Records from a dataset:
::::::

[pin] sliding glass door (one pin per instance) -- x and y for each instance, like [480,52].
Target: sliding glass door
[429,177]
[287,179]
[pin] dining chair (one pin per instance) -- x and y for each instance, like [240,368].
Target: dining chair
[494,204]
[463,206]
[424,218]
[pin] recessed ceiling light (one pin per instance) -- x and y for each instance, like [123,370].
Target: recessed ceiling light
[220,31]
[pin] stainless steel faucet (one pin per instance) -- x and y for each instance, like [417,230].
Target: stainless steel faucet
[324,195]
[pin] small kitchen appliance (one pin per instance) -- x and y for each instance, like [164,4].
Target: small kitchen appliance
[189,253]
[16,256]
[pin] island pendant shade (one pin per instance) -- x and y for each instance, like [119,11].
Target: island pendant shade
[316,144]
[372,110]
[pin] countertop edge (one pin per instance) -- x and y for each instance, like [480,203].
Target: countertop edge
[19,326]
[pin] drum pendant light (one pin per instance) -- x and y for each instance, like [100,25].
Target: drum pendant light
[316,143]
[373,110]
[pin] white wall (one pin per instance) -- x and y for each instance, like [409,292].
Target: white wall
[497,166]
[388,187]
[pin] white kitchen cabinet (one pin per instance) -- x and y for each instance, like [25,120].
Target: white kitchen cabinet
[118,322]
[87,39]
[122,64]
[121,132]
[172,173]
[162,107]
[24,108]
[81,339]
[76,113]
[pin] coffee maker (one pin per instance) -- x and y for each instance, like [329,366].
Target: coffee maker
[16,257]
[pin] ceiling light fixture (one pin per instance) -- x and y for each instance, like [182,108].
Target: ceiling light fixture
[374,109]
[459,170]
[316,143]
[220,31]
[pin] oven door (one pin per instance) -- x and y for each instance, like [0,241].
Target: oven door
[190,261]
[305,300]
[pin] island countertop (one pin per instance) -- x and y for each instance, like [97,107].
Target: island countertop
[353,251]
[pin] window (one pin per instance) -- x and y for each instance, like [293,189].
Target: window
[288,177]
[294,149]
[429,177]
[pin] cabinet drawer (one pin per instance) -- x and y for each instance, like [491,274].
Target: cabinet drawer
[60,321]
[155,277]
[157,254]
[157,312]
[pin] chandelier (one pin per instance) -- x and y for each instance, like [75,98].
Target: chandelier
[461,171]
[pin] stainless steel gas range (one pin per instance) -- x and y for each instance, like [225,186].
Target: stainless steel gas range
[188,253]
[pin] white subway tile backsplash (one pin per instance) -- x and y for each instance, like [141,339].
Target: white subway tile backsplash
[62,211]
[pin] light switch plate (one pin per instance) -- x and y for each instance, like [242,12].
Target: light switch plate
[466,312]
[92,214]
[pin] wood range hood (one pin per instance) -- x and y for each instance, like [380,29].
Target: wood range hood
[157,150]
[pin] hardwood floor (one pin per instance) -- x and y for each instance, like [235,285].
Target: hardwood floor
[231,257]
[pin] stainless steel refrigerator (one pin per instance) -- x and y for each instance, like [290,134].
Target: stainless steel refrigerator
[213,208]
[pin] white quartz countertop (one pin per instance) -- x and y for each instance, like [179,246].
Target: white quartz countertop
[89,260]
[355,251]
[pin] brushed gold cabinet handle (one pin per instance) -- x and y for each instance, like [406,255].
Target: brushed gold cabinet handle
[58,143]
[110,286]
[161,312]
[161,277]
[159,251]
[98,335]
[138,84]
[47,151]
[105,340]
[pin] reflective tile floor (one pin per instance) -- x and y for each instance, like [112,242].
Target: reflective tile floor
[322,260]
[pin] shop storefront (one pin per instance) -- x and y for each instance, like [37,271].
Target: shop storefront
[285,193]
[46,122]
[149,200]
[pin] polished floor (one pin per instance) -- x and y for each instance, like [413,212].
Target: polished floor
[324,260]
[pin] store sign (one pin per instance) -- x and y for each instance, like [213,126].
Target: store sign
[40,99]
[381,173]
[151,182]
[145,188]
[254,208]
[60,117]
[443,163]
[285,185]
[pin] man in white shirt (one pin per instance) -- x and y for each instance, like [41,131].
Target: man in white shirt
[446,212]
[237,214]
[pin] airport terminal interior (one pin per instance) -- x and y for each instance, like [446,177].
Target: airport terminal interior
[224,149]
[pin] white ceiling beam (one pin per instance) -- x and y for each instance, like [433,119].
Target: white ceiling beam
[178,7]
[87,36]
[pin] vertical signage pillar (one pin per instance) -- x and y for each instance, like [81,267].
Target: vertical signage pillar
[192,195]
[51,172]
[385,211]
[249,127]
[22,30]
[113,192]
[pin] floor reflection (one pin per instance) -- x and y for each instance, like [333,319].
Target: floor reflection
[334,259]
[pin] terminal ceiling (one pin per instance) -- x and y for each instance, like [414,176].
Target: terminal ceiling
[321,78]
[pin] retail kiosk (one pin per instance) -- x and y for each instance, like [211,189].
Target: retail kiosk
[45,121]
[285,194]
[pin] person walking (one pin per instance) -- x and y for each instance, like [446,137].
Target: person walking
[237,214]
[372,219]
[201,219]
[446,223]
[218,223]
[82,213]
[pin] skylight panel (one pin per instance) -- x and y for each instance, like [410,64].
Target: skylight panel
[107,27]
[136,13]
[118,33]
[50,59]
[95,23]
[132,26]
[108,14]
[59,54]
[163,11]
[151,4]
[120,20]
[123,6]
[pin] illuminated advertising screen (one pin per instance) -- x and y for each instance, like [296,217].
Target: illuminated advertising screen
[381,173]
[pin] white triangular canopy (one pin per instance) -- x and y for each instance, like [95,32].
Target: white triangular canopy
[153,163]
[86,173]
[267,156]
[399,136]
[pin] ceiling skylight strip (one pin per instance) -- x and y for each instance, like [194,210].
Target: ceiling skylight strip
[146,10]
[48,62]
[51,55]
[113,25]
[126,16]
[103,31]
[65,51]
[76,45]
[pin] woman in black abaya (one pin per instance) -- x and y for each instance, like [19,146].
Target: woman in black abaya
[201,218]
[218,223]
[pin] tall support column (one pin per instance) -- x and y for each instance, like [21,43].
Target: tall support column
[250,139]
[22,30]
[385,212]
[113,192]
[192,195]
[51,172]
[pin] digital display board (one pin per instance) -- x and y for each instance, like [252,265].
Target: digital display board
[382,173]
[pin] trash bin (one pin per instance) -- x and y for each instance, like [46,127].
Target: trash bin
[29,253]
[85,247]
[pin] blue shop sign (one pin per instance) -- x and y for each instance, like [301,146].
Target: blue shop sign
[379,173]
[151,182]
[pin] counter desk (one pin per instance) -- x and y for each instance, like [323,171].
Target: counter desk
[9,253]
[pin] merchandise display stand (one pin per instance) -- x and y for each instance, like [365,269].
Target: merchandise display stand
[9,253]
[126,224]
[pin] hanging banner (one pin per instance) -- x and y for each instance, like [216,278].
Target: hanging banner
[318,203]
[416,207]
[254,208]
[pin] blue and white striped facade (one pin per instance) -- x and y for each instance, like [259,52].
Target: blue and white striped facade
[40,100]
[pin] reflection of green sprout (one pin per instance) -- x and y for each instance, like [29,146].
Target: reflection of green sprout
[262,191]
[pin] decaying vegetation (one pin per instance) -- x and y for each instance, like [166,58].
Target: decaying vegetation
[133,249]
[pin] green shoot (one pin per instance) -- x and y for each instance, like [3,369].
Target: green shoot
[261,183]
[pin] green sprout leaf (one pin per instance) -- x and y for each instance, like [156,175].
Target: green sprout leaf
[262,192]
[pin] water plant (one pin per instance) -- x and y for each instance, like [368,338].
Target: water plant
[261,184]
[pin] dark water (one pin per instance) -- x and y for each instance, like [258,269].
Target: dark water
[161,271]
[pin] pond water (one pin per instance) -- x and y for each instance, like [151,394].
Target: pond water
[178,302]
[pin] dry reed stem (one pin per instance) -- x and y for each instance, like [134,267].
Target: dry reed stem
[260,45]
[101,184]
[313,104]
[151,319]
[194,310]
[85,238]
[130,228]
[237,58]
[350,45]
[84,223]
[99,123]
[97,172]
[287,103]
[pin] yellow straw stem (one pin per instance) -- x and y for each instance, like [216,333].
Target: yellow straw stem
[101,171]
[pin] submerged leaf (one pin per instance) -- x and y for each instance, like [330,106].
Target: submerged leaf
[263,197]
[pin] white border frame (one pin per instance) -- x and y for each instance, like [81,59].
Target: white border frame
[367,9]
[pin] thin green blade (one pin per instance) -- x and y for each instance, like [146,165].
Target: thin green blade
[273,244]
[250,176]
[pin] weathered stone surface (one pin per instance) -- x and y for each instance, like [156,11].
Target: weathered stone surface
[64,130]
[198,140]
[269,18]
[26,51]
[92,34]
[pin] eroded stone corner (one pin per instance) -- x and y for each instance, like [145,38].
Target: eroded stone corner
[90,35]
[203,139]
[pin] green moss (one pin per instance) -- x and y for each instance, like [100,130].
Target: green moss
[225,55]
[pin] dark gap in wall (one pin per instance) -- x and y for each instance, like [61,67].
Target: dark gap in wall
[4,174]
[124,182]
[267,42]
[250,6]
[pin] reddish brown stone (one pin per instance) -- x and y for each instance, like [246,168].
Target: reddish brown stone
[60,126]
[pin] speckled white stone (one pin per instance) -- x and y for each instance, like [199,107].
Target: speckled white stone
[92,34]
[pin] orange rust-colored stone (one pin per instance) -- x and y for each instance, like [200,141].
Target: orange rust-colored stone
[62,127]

::::::

**EXERCISE DIRECTIONS**
Take the line with "[pin] dark water" and all lines after it to the last line, and reproduce them exactly.

**RESULT OF THIS EXERCISE**
[pin] dark water (one pin per instance) -- x and y for each instance, like [258,269].
Target: dark water
[161,271]
[pin] pond water (one pin per instance) -- x and y for each instance, like [151,394].
Target: pond water
[178,302]
[pin] dry reed stem (one pin per instance) -- x and y for each instance, like [134,267].
Target: dry reed stem
[260,45]
[101,184]
[313,104]
[151,319]
[194,310]
[85,238]
[130,228]
[237,58]
[350,45]
[84,223]
[99,123]
[97,172]
[287,103]
[pin] yellow straw stem (one pin per instance) -- x and y for each instance, like [216,333].
Target: yellow straw stem
[101,171]
[pin] submerged leaf (one pin per instance) -- x and y for each instance, like [330,106].
Target: submerged leaf
[263,197]
[pin] white border frame (one pin per instance) -- x and y for each instance, like [81,59].
Target: white border frame
[367,9]
[pin] thin green blade (one pin per instance) -- x and y for each instance, like [146,165].
Target: thin green blade
[273,244]
[250,176]
[pin] weathered stone surface (one pin per instance) -- x and y for each instance, like [156,11].
Target: weathered stone surface
[64,130]
[198,140]
[269,18]
[26,51]
[92,34]
[pin] eroded stone corner (one pin per instance) -- x and y for each instance, like [145,38].
Target: eroded stone corner
[90,35]
[203,139]
[pin] green moss (one pin per instance) -- x and y for each instance, like [100,130].
Target: green moss
[225,55]
[pin] dark gap in wall (one pin per instance) -- x and y for each instance, like [61,67].
Target: dark gap in wall
[4,174]
[124,182]
[267,42]
[250,6]
[pin] reddish brown stone (one pin per instance) -- x and y for each instance, like [246,168].
Target: reddish brown stone
[60,126]
[pin] speckled white stone (one pin per instance) -- x and y for each instance, like [199,107].
Target: speckled white stone
[92,34]
[pin] orange rust-colored stone (one pin per instance) -- x and y for each instance, like [200,141].
Target: orange rust-colored stone
[62,127]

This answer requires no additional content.